== Text passage ==
(269h) Coverage Dependent Adsorption of Phenol on Pt (111): Estimating the Lateral Interactions Exhibited By Bio-Oil Model Compounds Under Hydrodeoxygenation Reaction Conditions

Authors: 
Chaudhary, N., Washington State University
Wang, Y., Pacific Northwest National Laboratory
Hensley, A., Washington State University
McEwen, J. S., Washington State University

ABSTRACT

Coverage-Dependent Adsorption of
Phenol on Pt (111): Estimating the Lateral Interactions Exhibited by Bio-Oil Model
Compounds under Hydro-deoxygenation Reaction Conditions

Neeru Chaudhary, Alyssa J.R.
Hensley, Yong Wang, and Jean-Sabin McEwen

Biofuels have gained attention as a
long-term, environmentally friendly alternative energy source that has the
potential to meet the increasing energy demands from a growing world
population. Lignocellulosic biomass can be sufficiently converted to liquid fuels
with high yields of about 70-80% through fast pyrolysis.[1] However, the
composition of biomass-derived oils are quite different as compared to
petroleum oils mostly due to the presence of water and oxygen in the form of
phenolic, aldehyde, ketone, and carboxylic compounds, which results in
undesired properties that hinder its direct utilization as a transportation
fuel.[1, 2] Bio-oil can be upgraded to fuels by catalytic hydro-deoxygenation (HDO) under high pressures and moderate
temperatures in the presence of hydrogen,[3] but requires the use of expensive metal
catalysts such as Pt, Pd, Ru, or Rh.[2] One way of mitigating this economic
drawback is to use inexpensive base metals like Fe and Cu with small amounts of
a noble metal, which improves the stability and activity of the base metal.[4,
5] Currently, the HDO mechanism is usually studied at low to medium coverages,
for which there are no adsorbate-adsorbate interactions. However, such
interactions can affect the chemical kinetics to a great extent.[6, 7]
Therefore, it is important to understand not only the effect of the substrate on
key HDO ad-species, but also the lateral interaction between ad-species in
order to get a clear picture of the surface under realistic reaction conditions.

== Material supplied ==

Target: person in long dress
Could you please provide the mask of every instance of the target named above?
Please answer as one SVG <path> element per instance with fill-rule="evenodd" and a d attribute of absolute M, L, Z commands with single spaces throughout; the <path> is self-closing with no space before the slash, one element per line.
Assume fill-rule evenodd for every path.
---
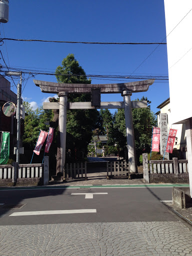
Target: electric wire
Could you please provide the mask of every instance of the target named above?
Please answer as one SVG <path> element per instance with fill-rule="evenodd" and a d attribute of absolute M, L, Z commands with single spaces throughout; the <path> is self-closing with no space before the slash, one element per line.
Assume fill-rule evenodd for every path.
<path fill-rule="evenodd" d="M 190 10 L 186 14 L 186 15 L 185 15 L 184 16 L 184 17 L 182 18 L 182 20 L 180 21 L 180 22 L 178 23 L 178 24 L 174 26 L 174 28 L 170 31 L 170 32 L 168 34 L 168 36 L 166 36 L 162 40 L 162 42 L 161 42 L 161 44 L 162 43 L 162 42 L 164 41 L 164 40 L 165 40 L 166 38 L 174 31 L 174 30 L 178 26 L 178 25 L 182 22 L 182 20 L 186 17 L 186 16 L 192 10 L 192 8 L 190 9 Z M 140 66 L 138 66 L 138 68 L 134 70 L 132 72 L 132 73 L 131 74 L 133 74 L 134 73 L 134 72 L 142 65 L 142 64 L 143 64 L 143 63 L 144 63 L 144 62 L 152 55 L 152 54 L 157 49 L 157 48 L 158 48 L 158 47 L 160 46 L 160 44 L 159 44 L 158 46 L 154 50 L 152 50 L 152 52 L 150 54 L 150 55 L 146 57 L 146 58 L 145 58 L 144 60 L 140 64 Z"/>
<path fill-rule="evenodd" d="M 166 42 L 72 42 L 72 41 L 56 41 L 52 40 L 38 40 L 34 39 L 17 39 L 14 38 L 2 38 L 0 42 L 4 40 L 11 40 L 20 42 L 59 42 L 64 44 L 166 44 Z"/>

== Given instruction 1 ==
Answer these questions using the abstract on phenol adsorption on Pt (111):
(a) What yield can fast pyrolysis give when it converts lignocellulosic biomass to liquid fuels?
(b) Which expensive metal catalysts does hydro-deoxygenation require?
(c) At what coverages is the hydro-deoxygenation mechanism usually studied at present?
== Given instruction 2 ==
Go on with the abstract on phenol adsorption on Pt (111) from the point where it ends.
The rows play no part in this work.

== Task output 1 ==
(a) About 70-80%.
(b) Pt, Pd, Ru, or Rh.
(c) At low to medium coverages.

== Task output 2 ==
In this work, we use density
functional theory (DFT) to model the coverage dependent adsorption energetics
of phenol on Pt (111). Several adsorption sites were tested that varied both
the ring position and the functional group position over the surface, as shown
in Figure 1a. Over the entire coverage range tested, the bridge
30° ring position followed by HCP 0° ring position were the most favorable,
with the most favorable functional group position being above surface bridge
sites. In general, the change in the ring position has a much larger energetic
effect than the functional group position.

Our results show that the phenol adsorption
energy varies fairly linearly with the coverage for all the adsorption configurations
(Figure 1b); however, near saturation the adsorption of phenol
slightly deviates from its linear behavior. This could be the result of
stronger through-space phenol-phenol repulsions at higher coverages as compared
to low coverages where such interactions are almost negligible due to the high
separation between ad-species. These through-space repulsions are manifested
through a decrease in the dihedral CO bond angle, which decreases from 111° to
107° as the nearest distance between the adsorbates decreases from 8.8 Å to 1.9
Å, From these adsorption energies, we then compute the average differential
heat of adsorption, which agrees well with the corresponding experimental data,
as shown in Figure 1c.[8]  This comparison shows that we have accurately
captured the coverage dependent adsorption energetics of phenol on Pt (111)
within a mean-field model. Since a mean field model can also applied for the
adsorption of benzene on Pt(111),[9] this also indicates that such a mean field
model can be extended to other aromatic molecules of interest. As such, it
provides a simple method for including coverage effects into micro-kinetic
models, thereby making such models significantly more realistic. Overall, this
work will have a large influence on the current state-of-the-art in modeling in
HDO surface reactions by allowing the use of simple models to incorporate
coverage effects for large, aromatic compounds.

Figure
1.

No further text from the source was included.